# Text provided
<<<<

Murdock does not just make outlandish claims, she also goes on to ram down open doors. As a great surprise she springs on us that Christians in the past thought the Bible contained allegories. This must be maddeningly uncomfortable a truth for anyone without any familiarity with patristic thought or most brands of theology:
Other early Christians also knew about the allegorical nature of the Bible, but their later counterparts began in earnest the profitable push for utter historicization, obliterating millennia of human study and knowledge, and propelling the Western world into an appalling Dark Age. St. Athanasius, bishop and patriarch of Alexandria, was not only aware of the allegorical nature of biblical texts, but he "admonishes us that 'Should we understand sacred writ according to the letter, we should fall into the most enormous blasphemies.'" In other words, it is a sin to take the Bible literally! [1, p. 132]
Murdock has probably not verified whether St. Athanasius said that though, as the source she gives is Pike's The Morals and Dogma of Scottish Rite Freemasonry, which provides no further source. In addition, on the very same page Pike showcases really outdated ideas of the age of the Zohar, accepting an early 1st millennium age for it ("The source of our knowledge of the Kabalistic doctrines, are the books Jezirah and Sohar, the former drawn up in the second century, and the latter a little later;" [2, p 266]) For a very short sample of claims, it seems Pike's accuracy is low. May be the present sample just was unlucky, but ... I cannot read every book Murdock has consulted for her work. However, as Pike does not use much in ways of sources, I find he cannot be held a reputable source on anything.)
Whether Christianity really propelled the western world into the Dark Ages is questioned by several historians and other causes have to be considered as well - the great migrations of the time, various problems with the Roman Empire itself, etc. Certainly Christianity contributed to the appearance of the Dark Ages, but exactly how large the share of the blame it should be appointed is hard to estimate. Further, how such a push for "utter historicization" that she posits could have propelled the western world into the dark ages is rather left unclear, as she provides no explanation. Would the dark ages have been avoided if medieval Christianity believed Jesus was a supernatural being who never walked the earth?

What profit does historicization confer on the clergy that absence of historicization would deprive them of? The idea that historicization was carried out for some kind of profit also seems suspect. In part, relics are indeed a profit-bringer that historicity helps create and justify, but it would seem the later habit of canonizing untold numbers of believers would have made it possible to create such an industry without a historical savior. Also, compare how common ritual non-relic holy objects are in Judaism, and the amount of money invested in mezuzoth, tefillin, tallit, ... one would think that such a system would be more gainful for conspirators wishing to profit off a religion, compared to the relatively little market for relics: once a relic is sold, its resale value plummets, it sits somewhere in a church, and so on. Tefillin and tallitoth, on the other hand, get worn out, and mezuzoth need to be checked for flaws regularly as well. Unlike a relic, though, that is a feature: you need new tallitoth, new tefillin, new mezuzoth, ... or reparations if possible for the tefillin and mezuzoth. There is no Catholic rule requiring that you have to buy a new finger from S:t So-and-So whenever the previous one has been worn out.

>>>>

# Data extract
<<<<

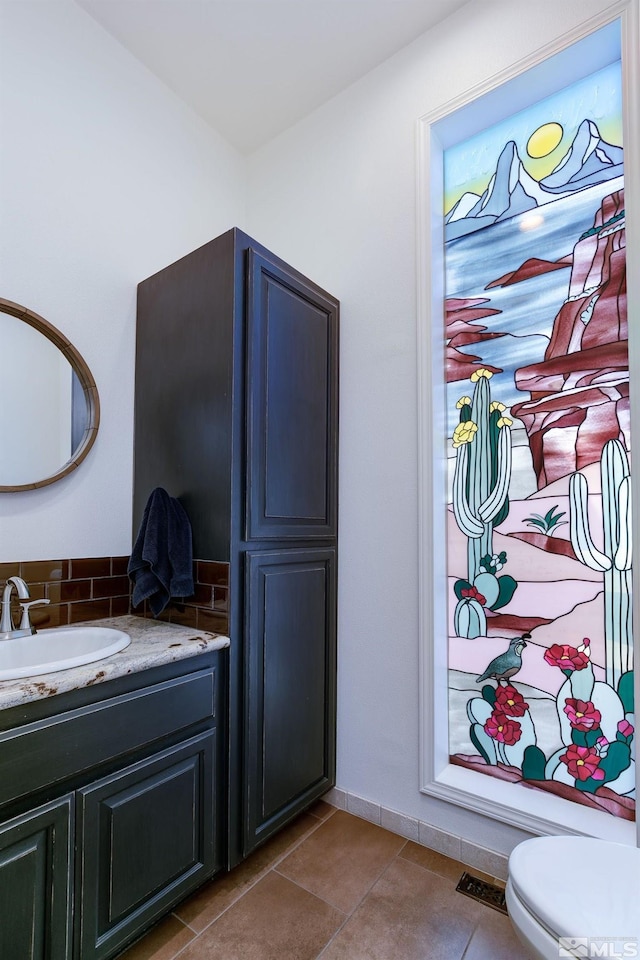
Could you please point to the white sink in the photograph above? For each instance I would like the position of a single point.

>>>>

# Written task 1
In the critique of Murdock, which book does she give as her source for the St. Athanasius quotation?
# Written task 2
Rewrite the critique of Murdock from "Whether Christianity really" to "walked the earth?", swapping "historians" for "scholars".

# Solution 1
Pike's The Morals and Dogma of Scottish Rite Freemasonry.

# Solution 2
Whether Christianity really propelled the western world into the Dark Ages is questioned by several scholars and other causes have to be considered as well - the great migrations of the time, various problems with the Roman Empire itself, etc. Certainly Christianity contributed to the appearance of the Dark Ages, but exactly how large the share of the blame it should be appointed is hard to estimate. Further, how such a push for "utter historicization" that she posits could have propelled the western world into the dark ages is rather left unclear, as she provides no explanation. Would the dark ages have been avoided if medieval Christianity believed Jesus was a supernatural being who never walked the earth?